───── Texto fornecido

23 de outubro de 2025



"Noto que as pessoas não falam de dois ou três aspetos em que ele foi fundamental para a democracia portuguesa e que talvez passam um pouco ao lado, talvez porque as pessoas sejam mais novas, não tenham tanta memória, não sei. (...) Ele e o dr. Sá Carneiro, e o Magalhães Mota, fizeram uma coisa fundamental para a democracia que foi criar um partido político democrático enraizado numa visão da democracia liberal para enquadrar a direita dos altos funcionários públicos, a direita da sociedade civil, que viveu sempre bem, confortável, com o fascismo, e que eles conseguiram enquadrar num grande partido democrático sem dar espaço a derivas mais... radicais... no sentido da direita radical... que podiam ser nefastas para a democracia."
 
ouvi este testemunho da jornalista Teresa de Sousa, esta manhã no podcast P24 do jornal Público. foi a primeira vez que ouvi alguém dizer isto preto no branco e com as pintas todas nos is. algo que para mim — que tenho uma consciência política aprendida a pulso através do embate das minhas circunstâncias pessoais com a realidade, leituras, e a observar o mundo, pois não tive uma educação política nem em casa nem na escola, onde mesmo a nível da disciplina de História não se passava de falar dos "Descobrimentos" — se tornou evidente apenas com o tempo, e que muita gente continua a querer escamotear, aqui está dito por uma jornalista, porventura com a ingenuidade dessa fé na liberdade que alimenta todos os jornalistas. não se fala porque não dá jeito. não se fala porque esse é um assunto em que nunca se quis tocar, muito menos quem está no PSD. a estranheza de que não conseguia livrar-me perante a unanimidade homogénea de opiniões de todas as pessoas que ouvi falarem de Francisco Pinto Balsemão, e que soa a ocultação, está explicada. porque não há outro elogio para além do culto à liberdade com que ele contagiou, e construiu, o país? dizemos muitas vezes que a supressão da revolução social com a vitória de Franco na guerra civil em Espanha foi fatal para a democracia que hoje aí é possível viver. que termos tido uma revolução em Portugal foi decisivo. nunca sequer se menciona que meramente ter havido prisões e condenações para a arraia miúda da PIDE, mas ampla integração para os dirigentes e cúmplices do regime do Estado Novo foi decisivo para a nossa.

──────────
───── Dados de entrada

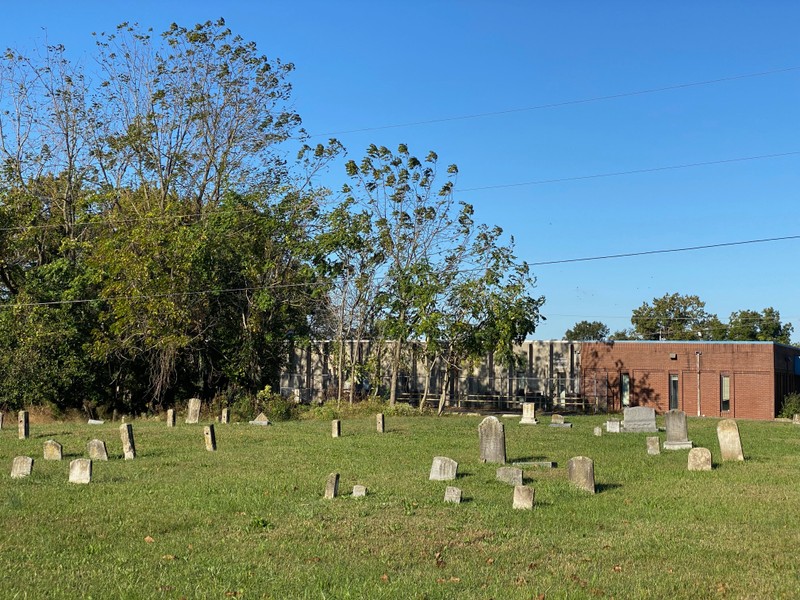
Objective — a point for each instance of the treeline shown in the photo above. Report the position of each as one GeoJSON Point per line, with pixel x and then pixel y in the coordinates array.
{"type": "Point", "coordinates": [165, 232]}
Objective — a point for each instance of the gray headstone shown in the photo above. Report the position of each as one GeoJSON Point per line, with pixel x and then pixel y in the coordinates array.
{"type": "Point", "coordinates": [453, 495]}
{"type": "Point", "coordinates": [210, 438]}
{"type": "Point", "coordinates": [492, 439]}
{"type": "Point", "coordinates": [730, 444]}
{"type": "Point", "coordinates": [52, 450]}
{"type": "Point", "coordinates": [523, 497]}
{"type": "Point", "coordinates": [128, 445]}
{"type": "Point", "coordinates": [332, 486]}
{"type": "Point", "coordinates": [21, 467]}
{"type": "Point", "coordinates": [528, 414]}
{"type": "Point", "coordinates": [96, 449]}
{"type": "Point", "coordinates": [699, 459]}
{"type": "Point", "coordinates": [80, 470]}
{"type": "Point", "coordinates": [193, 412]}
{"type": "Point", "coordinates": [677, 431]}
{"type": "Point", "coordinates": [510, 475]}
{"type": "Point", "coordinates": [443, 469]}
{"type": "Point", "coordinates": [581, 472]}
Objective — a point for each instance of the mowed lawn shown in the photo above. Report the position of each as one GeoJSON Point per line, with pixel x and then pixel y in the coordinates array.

──────────
───── Dados de entrada

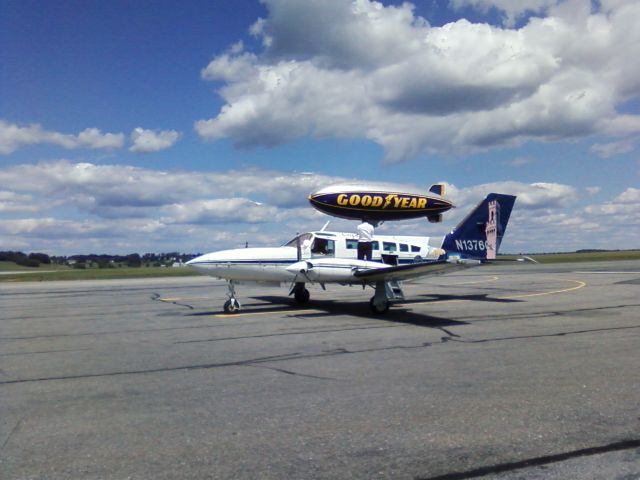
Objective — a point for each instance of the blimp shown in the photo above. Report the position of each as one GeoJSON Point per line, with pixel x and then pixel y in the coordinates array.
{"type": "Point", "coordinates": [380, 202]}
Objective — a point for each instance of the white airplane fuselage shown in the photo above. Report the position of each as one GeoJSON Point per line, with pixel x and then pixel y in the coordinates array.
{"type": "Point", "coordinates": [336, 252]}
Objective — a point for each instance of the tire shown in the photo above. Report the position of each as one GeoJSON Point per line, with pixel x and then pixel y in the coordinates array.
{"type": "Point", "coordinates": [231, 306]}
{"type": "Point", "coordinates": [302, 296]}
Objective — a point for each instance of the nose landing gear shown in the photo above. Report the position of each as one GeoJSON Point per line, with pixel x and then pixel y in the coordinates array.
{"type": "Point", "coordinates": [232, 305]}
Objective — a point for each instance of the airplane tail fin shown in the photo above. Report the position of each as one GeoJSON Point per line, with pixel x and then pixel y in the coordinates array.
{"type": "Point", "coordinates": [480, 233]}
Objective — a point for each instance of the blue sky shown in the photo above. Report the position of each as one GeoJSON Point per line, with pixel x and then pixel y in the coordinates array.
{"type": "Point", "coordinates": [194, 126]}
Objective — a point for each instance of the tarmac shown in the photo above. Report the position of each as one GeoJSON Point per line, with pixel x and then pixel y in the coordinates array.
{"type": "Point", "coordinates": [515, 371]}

──────────
───── Dados de entrada

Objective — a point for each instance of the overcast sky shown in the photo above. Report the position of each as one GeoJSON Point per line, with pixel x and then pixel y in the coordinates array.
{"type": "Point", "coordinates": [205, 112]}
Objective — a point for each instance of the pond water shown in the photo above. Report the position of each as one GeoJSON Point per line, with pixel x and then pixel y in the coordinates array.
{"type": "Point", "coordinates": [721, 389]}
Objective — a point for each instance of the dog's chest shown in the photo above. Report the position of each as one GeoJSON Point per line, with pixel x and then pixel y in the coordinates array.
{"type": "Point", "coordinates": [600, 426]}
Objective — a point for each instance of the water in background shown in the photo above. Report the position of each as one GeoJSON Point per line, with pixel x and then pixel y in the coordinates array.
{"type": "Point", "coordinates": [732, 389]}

──────────

▶ _As tuas tarefas_:
1. Extrai dos registos todas as linhas em que aparece a palavra "water", tendo em conta a distinção entre maiúsculas e minúsculas.
2. Retoma o texto sobre Francisco Pinto Balsemão e a democracia portuguesa, continuando-o a partir da última frase apresentada.
O texto e os registos não têm qualquer relação entre si.

▶ _Respostas esperadas_:
1.
Objective — a point for each instance of the pond water shown in the photo above. Report the position of each as one GeoJSON Point per line, with pixel x and then pixel y in the coordinates array.
Objective — a point for each instance of the water in background shown in the photo above. Report the position of each as one GeoJSON Point per line, with pixel x and then pixel y in the coordinates array.

2.
 
"Haverá que reconhecer que os revolucionários do 25 de Abril, incluindo os milhares de torturados durante a longa noite fascista, foram demasiadamente meigos e tolerantes para com o bando de assassinos da PIDE. Enquanto forças do MFA trataram a PIDE e os Pides, no próprio antro onde tinham sido cometidos tantos crimes, com luvas de veludo, incluindo aquele que mandara atirar sobre a multidão desarmada, que manifestava a sua alegria pelo derrubamento da ditadura fascista. Em momentos de pequenas tensões sociais nas empresas, lá estavam a passear-se agentes da PIDE acompanhados ou a acompanharem patrões e capatazes e bufos mais ou menos conhecidos em atitudes intimidatórias, ameaçando abertamente com o despedimento, a prisão e espancamentos os que insistiam, por exemplo, em reclamar aumento de salários e melhores condições de trabalho."
 

15 de outubro de 2025

"O sonho era maravilhoso, mas o terror era grande; temos de guardar o sonho apesar do terror; porque o sonho mostrou que o sofrimento acaba por atingir o homem saudável, que o fim da vida é triste."

O Gilgamesh
Sonhei que perdia dinheiro.
Sonhei que enlaçava os atacadores.
Sonhei que traziam às minhas mãos favos de mel.
Sonhei que era tempo. 
Sonhei que estava cansada. 
Sonhei que havia perigo.  
Sonhei que não falava.  
Sonhei que os enfrentava.
Sonhei que o sonho era real. 
Sonhei que ia, mas não sabia. 
Sonhei que caminhava sobre a água. 
Sonhei que me ouvia pensar. 
Sonhei que tudo se realizava. 
Sonhei que não conseguia dormir.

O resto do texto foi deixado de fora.